AIM: Copy, without any change, the rows that begin with the line containing "outline green tree, every instance" and continue through the last row, including both ends.

— START OF DATA PROVIDED —

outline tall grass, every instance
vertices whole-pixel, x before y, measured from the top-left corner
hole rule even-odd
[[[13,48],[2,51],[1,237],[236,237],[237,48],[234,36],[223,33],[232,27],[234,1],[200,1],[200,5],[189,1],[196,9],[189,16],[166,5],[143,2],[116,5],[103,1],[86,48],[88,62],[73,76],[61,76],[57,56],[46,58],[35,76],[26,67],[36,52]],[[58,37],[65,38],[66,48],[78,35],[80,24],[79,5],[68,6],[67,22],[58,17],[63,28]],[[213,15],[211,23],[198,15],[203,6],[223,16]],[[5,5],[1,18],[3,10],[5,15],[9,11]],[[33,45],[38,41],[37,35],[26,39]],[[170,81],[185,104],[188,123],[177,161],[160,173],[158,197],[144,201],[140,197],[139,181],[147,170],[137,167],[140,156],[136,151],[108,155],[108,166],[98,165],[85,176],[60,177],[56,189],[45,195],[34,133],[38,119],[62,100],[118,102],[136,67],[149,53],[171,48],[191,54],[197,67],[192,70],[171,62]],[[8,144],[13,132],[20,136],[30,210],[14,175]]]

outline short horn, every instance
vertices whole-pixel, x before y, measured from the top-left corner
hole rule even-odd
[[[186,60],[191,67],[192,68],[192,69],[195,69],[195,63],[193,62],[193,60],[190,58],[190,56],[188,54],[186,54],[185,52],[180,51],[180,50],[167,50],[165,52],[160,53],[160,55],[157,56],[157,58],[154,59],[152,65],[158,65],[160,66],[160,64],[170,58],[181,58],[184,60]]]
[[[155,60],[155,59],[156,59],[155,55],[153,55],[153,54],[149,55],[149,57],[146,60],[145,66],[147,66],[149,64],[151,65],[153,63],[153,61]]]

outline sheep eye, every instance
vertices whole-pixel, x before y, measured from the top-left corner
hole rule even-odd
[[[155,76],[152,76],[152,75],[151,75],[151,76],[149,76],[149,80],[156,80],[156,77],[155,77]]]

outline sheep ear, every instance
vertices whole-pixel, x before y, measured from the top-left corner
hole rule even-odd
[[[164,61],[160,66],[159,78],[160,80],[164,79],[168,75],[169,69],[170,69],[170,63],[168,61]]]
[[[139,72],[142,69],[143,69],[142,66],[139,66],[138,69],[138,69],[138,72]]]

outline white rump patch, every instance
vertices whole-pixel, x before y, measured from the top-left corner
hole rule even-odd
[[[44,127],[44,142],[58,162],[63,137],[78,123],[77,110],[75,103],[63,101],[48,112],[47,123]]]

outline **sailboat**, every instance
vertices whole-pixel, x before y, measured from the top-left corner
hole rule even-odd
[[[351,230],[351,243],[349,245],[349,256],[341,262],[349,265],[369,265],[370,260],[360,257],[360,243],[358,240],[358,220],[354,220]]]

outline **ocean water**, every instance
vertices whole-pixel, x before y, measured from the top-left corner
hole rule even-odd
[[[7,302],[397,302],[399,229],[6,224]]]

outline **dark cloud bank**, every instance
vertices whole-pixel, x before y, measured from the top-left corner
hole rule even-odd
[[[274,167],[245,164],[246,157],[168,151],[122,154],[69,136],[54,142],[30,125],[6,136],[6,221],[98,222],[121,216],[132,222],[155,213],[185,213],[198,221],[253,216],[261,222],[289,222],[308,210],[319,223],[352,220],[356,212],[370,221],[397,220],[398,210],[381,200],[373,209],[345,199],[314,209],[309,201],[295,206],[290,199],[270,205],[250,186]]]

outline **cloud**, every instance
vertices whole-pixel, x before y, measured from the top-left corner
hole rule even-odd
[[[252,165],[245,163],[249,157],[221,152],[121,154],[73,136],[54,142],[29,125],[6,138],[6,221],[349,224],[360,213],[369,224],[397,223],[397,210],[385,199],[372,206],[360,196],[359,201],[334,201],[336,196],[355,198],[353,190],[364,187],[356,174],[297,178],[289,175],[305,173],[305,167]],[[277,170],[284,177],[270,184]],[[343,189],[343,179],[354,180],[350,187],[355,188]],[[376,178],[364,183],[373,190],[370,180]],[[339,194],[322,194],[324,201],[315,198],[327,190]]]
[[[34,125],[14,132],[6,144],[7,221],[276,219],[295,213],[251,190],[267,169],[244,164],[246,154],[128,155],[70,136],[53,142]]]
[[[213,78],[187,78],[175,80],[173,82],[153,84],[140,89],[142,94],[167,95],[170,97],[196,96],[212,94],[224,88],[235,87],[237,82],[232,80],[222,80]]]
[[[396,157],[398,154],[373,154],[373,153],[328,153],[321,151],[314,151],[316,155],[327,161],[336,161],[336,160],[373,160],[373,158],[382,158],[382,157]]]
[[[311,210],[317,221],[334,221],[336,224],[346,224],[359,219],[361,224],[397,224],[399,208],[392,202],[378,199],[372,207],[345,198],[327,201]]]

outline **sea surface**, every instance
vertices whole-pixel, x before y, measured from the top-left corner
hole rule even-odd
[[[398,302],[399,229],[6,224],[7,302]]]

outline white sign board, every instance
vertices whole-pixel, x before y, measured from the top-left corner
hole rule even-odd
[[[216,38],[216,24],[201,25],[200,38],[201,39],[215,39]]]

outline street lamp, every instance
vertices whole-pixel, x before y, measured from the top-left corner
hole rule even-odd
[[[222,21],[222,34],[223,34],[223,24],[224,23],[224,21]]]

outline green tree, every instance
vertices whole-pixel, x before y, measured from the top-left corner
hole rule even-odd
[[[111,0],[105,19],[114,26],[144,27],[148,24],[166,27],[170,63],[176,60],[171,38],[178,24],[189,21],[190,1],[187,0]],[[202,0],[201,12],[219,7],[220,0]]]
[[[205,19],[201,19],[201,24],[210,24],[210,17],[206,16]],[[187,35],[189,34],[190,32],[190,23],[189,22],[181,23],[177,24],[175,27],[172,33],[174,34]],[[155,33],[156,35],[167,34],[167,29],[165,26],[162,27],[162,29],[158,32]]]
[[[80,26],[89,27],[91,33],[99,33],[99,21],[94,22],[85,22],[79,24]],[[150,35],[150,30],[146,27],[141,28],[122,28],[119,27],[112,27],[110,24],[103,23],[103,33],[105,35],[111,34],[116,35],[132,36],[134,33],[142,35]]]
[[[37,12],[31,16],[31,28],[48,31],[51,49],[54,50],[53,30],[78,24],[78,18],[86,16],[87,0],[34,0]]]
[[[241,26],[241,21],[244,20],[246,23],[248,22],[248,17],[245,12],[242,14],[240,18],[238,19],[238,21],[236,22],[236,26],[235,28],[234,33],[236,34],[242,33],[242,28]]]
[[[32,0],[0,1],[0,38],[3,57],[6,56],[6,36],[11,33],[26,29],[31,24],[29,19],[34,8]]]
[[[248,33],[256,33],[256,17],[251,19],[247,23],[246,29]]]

— END OF DATA PROVIDED —

TASK SOLUTION:
outline green tree, every instance
vertices whole-pixel, x before y, measured from the top-left corner
hole rule even-odd
[[[111,0],[105,19],[114,26],[144,27],[148,24],[166,27],[170,63],[176,60],[171,38],[178,24],[189,21],[190,1],[187,0]],[[202,0],[201,12],[219,7],[220,0]]]
[[[205,19],[201,19],[201,24],[210,24],[210,17],[206,16]],[[187,35],[189,34],[190,32],[190,23],[189,22],[181,23],[177,24],[175,27],[172,33],[174,34]],[[155,33],[156,35],[167,34],[167,29],[165,26],[162,27],[162,29],[158,32]]]
[[[80,26],[89,27],[91,33],[99,33],[99,21],[94,22],[85,22],[79,24]],[[150,35],[150,30],[146,27],[141,28],[122,28],[119,27],[112,27],[110,24],[103,23],[103,33],[105,35],[111,34],[116,35],[132,36],[134,33],[142,35]]]
[[[37,12],[31,16],[31,28],[48,31],[51,49],[54,50],[53,30],[78,24],[78,18],[86,16],[87,0],[34,0]]]
[[[241,26],[241,21],[244,20],[246,23],[248,22],[248,17],[245,12],[242,14],[240,18],[238,19],[238,21],[236,22],[236,26],[235,28],[234,33],[236,34],[242,33],[242,28]]]
[[[32,0],[0,1],[0,38],[3,57],[6,56],[6,36],[11,33],[26,29],[31,24],[29,19],[34,8]]]
[[[248,33],[256,33],[256,17],[251,19],[247,23],[246,29]]]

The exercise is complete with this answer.